● **PROBLEM STATEMENT**: The copy you produce must repeat each record exactly and contain no pictures.

● **DATA EXTRACTS**:
Content starts

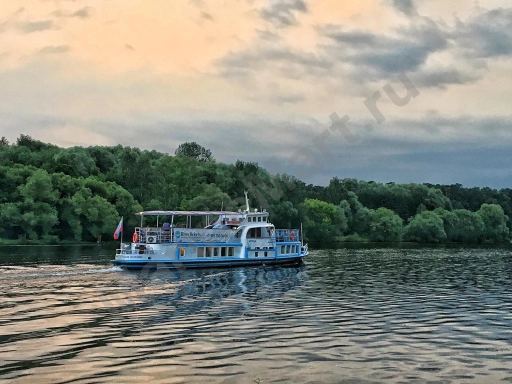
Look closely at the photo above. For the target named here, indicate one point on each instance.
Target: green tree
(425, 227)
(495, 222)
(323, 221)
(195, 151)
(385, 225)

Content ends

● **ANSWER TO THIS TASK**:
Look closely at the photo above. For the target named here, indicate one point on each instance.
Target: green tree
(425, 227)
(495, 222)
(323, 221)
(195, 151)
(385, 225)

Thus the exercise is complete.